EXTRAIT DU DOCUMENT:
________________________

Août 2005, un mois après la première élection de l’ultraconservateur Mahmoud Ahmadinejad à la présidence iranienne, j’ai décidé de m’installer en Iran en tant que journaliste correspondant pour plusieurs médias français. L’Iran, pays de mes parents, civilisation millénaire, mais aussi État en tête de l’Axe du mal prôné par l’ex-président américain Bush. Il fallait que je me fasse ma propre idée…

Alors que 21 années passées devant le JT français me promettaient l’enfer, avec son lot de tchadors noirs, de mollahs enturbannés, de bombes atomiques, bref l’Iran de « Jamais sans ma fille », j’ai eu l’agréable surprise de découvrir un pays massivement jeune, où les bombes persanes sont maquillées à souhait et font tomber le foulard, où les chauffeurs de taxi vous font mourir… de rire et vous appellent « mon chéri ».

Pendant deux ans, j’ai tenté de montrer à mon pays (la France) la réalité de mon autre pays (l’Iran), en faisant voyager mes lecteurs français dans les rues d’Iran, à la rencontre d’une jeunesse majoritaire, mûre, drôle, talentueuse, ouverte sur l’Occident tout comme fière de ses traditions et de ses croyances, mais prisonnière d’un régime et de familles toujours ancrées au siècle dernier.

Tout cela, je l’ai écrit sans concession, dans mes articles ainsi que dans mes livres. Et plus j’avançais, plus je me disais que les autorités iraniennes avaient tout intérêt à ouvrir l’accès de leur pays à des journalistes bi-nationaux comme moi et tant d’autres qui, étant donné qu’ils aiment leur pays, ne se laisseront pas aller à le diaboliser à tout va. Car le constat devenait implacable. J’avais beaucoup plus peur de l’Iran depuis Paris qu’à Téhéran. En France, tous mes collègues reculaient de cinq mètres à chaque fois que j’évoquais le simple mot « Iran ». En Iran, je ne connais pas un Français qui ne soit tombé sous le charme d’une population à la chaleur sans pareille (ou d’une Iranienne) et d’un pays à des lustres du JT de TF1. Aujourd’hui, ils ne pensent qu’à une chose: y retourner au plus vite.

Mais tout a changé en septembre 2006, lorsque les hommes d’Ahmadinejad ont véritablement repris le pouvoir à leurs prédécesseurs réformateurs au sein des ministères du pays. Je n’avais plus en face de moi des employés du Ministère de la Culture, mais des agents des Services secrets à l’esprit étroit et formaté, qui m’ont accusé d’être payé par le gouvernement français pour diaboliser et faire tomber le Régime iranien. Sans l’ombre d’une hésitation, ils m’ont retiré ma carte de presse. J’ai eu beau leur répondre qu’étant bi-national, je n’avais aucun intérêt à diaboliser l’un de mes deux pays, ils n’ont rien voulu entendre.

________________________

DONNÉES SOURCES:
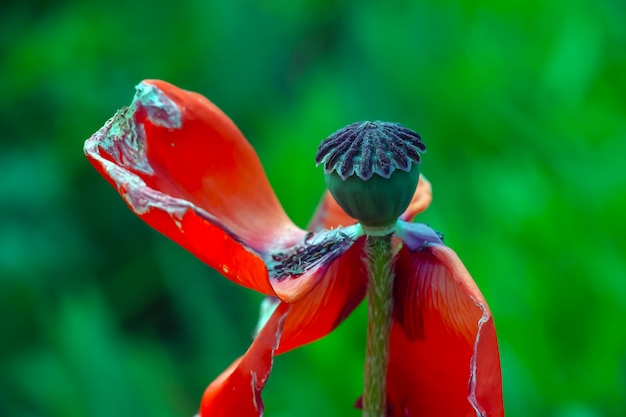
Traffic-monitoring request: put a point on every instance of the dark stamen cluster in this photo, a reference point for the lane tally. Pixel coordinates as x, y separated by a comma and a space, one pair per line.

________________________

CONSIGNES:
• A. Réécrivez sous forme de liste le paragraphe de l'extrait sur l'Iran qui commence par « Pendant deux ans », en conservant ses faits principaux.
• B. Répondez brièvement à ces questions sur l'extrait sur l'Iran :
(i) À quelle date l'installation en Iran a-t-elle eu lieu ?
(ii) Combien d'années passées devant le JT français l'extrait mentionne-t-il ?
(iii) Quel document les agents des Services secrets ont-ils retiré ?
• C. Relevez tous les éléments que l'extrait sur l'Iran énumère juste après les mots « avec son lot de ».

CORRIGÉ:
• A.
- Durée : deux ans
- Objectif : montrer à la France la réalité de l'Iran en faisant voyager les lecteurs français dans les rues d'Iran
- Public rencontré : une jeunesse majoritaire, mûre, drôle et talentueuse
- Caractéristiques de cette jeunesse : ouverte sur l'Occident, fière de ses traditions et de ses croyances
- Limite : prisonnière d'un régime et de familles toujours ancrées au siècle dernier

• B.
(i) En août 2005.
(ii) 21 années.
(iii) La carte de presse.

• C.
- tchadors noirs
- mollahs enturbannés
- bombes atomiques